▶ SELECTED EXCERPT:
════════

Watts’s story gives us a clue: Diane hasn’t just arrived in Hollywood as Betty does in the opening, but has been knocking around the movie business for years. Though she looks much younger, Watts was 29 when Lynch cast her. He’s known for casting actors on hunches, from looking at their head shots; he had Watts fly to L.A. from New York after seeing hers. (In a scene in the film, we see a head shot of a woman who looks very much like Watts.)
It’s impossible to imagine any other actress in the role. Of all the descriptions of Watts’ amazing performance—performances—I like Greil Marcus’ best: Watts gives “an astonishingly controlled, extremist performance … At the start she walks out of LAX with stars in her eyes. The shot is both iconic and clichéd, silly and scary, because the radiance in Watts’s face, communicating the depth of her character’s commitment, or insanity, pushes the shot almost into abstraction. That’s true for every scene Watts is in.”

════════

▶ DATA EXCERPTS:

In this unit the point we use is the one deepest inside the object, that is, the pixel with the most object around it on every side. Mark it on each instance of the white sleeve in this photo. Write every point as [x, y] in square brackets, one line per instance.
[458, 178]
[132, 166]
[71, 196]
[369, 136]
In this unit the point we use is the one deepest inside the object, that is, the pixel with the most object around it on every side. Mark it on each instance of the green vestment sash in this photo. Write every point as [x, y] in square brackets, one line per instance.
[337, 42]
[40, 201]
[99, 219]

════════

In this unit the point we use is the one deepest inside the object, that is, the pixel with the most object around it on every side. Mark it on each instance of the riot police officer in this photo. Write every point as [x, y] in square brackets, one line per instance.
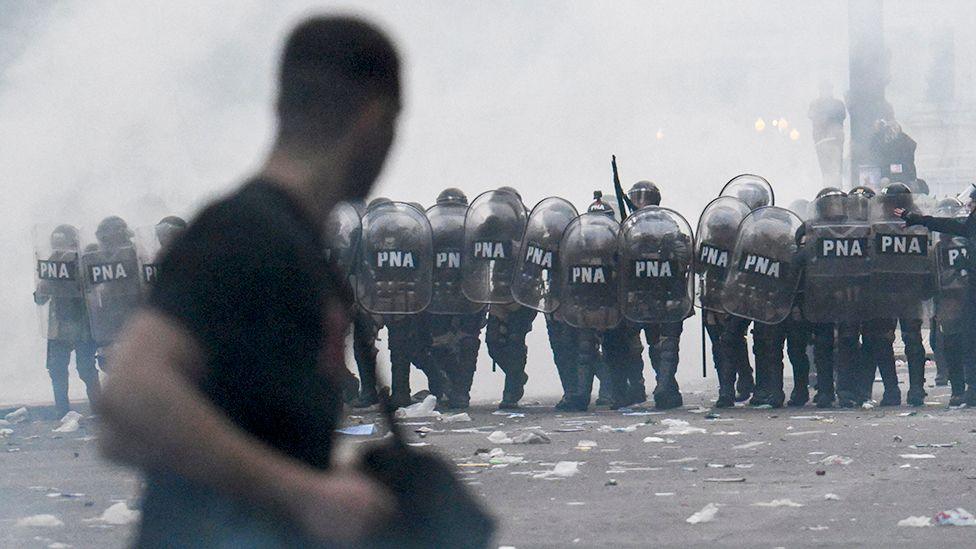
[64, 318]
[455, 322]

════════

In the excerpt about Watts and Lynch, how old was Watts when Lynch cast her?

▶ SOLUTION: She was 29.